## What is expected
Copy out all of the data below, swapping each "marker" for "pin" and keeping every other word as it is.

## Extracted data
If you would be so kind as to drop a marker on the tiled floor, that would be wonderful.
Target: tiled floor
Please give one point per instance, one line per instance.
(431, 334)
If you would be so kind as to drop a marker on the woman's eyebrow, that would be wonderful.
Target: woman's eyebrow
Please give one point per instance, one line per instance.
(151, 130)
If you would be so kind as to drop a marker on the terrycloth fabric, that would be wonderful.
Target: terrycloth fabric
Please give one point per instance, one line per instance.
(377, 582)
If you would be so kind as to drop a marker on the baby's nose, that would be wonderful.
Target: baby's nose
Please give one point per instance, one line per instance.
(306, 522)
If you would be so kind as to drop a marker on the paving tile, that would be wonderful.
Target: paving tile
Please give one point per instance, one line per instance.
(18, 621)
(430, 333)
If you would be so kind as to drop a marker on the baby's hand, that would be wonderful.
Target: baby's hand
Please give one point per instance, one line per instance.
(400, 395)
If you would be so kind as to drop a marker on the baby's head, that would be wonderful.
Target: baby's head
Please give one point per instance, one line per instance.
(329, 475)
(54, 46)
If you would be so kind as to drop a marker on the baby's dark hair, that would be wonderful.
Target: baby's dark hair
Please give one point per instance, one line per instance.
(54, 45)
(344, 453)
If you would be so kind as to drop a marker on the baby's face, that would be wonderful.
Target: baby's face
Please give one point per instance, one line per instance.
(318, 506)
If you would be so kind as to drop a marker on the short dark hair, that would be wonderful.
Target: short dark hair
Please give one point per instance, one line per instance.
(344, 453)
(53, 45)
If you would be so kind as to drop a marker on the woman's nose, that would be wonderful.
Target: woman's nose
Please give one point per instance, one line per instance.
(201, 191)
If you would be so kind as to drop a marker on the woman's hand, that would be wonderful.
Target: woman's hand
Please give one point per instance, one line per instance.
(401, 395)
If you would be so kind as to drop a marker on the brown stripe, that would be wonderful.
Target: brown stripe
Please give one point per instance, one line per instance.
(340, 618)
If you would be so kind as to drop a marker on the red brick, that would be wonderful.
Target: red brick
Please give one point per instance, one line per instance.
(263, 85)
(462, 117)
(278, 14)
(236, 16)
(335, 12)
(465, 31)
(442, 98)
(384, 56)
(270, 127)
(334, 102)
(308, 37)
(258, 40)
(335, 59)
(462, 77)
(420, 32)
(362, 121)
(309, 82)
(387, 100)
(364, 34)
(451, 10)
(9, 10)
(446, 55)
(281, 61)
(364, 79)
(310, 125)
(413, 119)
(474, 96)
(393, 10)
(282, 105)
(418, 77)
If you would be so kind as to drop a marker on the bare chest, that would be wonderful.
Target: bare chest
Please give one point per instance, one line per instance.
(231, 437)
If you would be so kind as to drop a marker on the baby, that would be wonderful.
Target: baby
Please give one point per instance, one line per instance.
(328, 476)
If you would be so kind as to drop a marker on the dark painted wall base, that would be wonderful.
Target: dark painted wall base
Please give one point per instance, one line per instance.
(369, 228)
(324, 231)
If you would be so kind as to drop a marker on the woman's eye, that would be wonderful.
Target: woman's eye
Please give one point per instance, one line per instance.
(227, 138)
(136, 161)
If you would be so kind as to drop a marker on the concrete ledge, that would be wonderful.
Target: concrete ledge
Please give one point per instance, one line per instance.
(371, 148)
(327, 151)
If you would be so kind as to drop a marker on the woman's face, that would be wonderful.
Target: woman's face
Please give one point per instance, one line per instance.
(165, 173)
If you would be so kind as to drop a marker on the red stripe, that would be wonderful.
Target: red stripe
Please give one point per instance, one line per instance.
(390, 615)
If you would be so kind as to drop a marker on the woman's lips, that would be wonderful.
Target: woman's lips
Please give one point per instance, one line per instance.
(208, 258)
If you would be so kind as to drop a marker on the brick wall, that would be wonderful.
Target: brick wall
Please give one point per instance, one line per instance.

## Completed task
If you would be so kind as to drop a pin on the tiled floor, that would be wonderful.
Target: tiled floor
Please give one point per instance, one line per instance.
(431, 334)
If you would be so kind as to drop a pin on the woman's eyebrow, that would be wonderful.
Target: woman's eyebrow
Please give one point per instance, one line per instance.
(151, 130)
If you would be so kind as to drop a pin on the terrycloth fabric, that would be wonderful.
Target: terrycloth fabric
Please give one point per instance, one line per instance.
(377, 582)
If you would be so kind as to drop a pin on the baby's nose, that would be wonderful.
Target: baby's nose
Please give one point per instance, one line per instance.
(306, 522)
If you would be so kind as to drop a pin on the paving tile, that would be wonderful.
Target: paving tile
Please give one point per instance, one line per instance.
(18, 621)
(430, 333)
If you would be so kind as to drop a pin on the baby's hand, that would be wonderful.
Target: baby's hand
Please give one point per instance, one line per instance.
(400, 395)
If you would be so kind as to drop a pin on the baby's head, that would be wonderful.
Target: baby's head
Please give one point per instance, one line per instance.
(329, 475)
(54, 46)
If you would be so kind as to drop a pin on the baby's dark hair, that would be wonderful.
Target: baby's dark hair
Please give one point per instance, one line per instance.
(54, 45)
(344, 453)
If you would be so kind as to drop a pin on the baby's face, that would be wonderful.
Target: baby's face
Please give one point per instance, one line per instance.
(318, 506)
If you would be so kind as to drop a pin on the short dark hair, that would be wonderful.
Target: short dark hair
Please give one point per instance, one line per instance.
(344, 453)
(53, 45)
If you would be so kind as to drop a pin on the woman's nose, that would be wonderful.
Target: woman's nose
Please give one point per instance, one line per instance.
(201, 191)
If you would be so kind as to drop a pin on the woman's hand, that would be wonderful.
Target: woman's hand
Please give one point per instance, one line per instance.
(401, 395)
If you would be so kind as to drop a pin on the brown stripe, that would be wonderful.
Target: brown stripe
Please give one point per instance, one line per instance.
(340, 618)
If you would be so kind as to drop a pin on the red brick, that would be wonderful.
Target: red brick
Please give one point per instance, one line per instance.
(263, 85)
(462, 117)
(278, 14)
(236, 16)
(335, 12)
(465, 31)
(442, 98)
(384, 56)
(270, 127)
(334, 102)
(308, 37)
(258, 40)
(335, 59)
(462, 77)
(420, 32)
(362, 121)
(309, 82)
(387, 100)
(364, 34)
(451, 10)
(9, 10)
(446, 55)
(281, 61)
(364, 79)
(310, 125)
(413, 119)
(474, 96)
(393, 10)
(282, 105)
(418, 77)
If you would be so kind as to drop a pin on the bare chest, that would be wonderful.
Target: bare chest
Please give one point per instance, one line per instance.
(231, 437)
If you would be so kind as to drop a pin on the baby, that would be wonderful.
Target: baby
Please give one point per instance, one line per instance.
(328, 476)
If you would be so kind as to drop a pin on the dark painted wall base, that would be wonderful.
Target: dark painted wall base
Please give one point per instance, one line per instance.
(369, 228)
(324, 231)
If you would be so kind as to drop a pin on the woman's eye, that would be wonderful.
Target: woman's eye
Please give one point per instance, one line per instance.
(227, 138)
(136, 161)
If you would be so kind as to drop a pin on the concrete ledge, that would be wonderful.
Target: concrete ledge
Please give one point per instance, one line per instance.
(371, 148)
(327, 151)
If you would be so kind as to drop a pin on the woman's face, that would be wonderful.
Target: woman's face
Please give one point per instance, one line per instance.
(165, 173)
If you would be so kind as to drop a pin on the red stripe, that would be wonderful.
Target: red stripe
Please give one point per instance, one line per instance.
(390, 615)
If you would be so kind as to drop a pin on the woman's lips, that would be wonderful.
Target: woman's lips
Please give one point per instance, one line per instance.
(208, 258)
If you would be so kind as to drop a pin on the brick wall, that would be wonderful.
Target: brick wall
Please give one point per instance, one line per instance.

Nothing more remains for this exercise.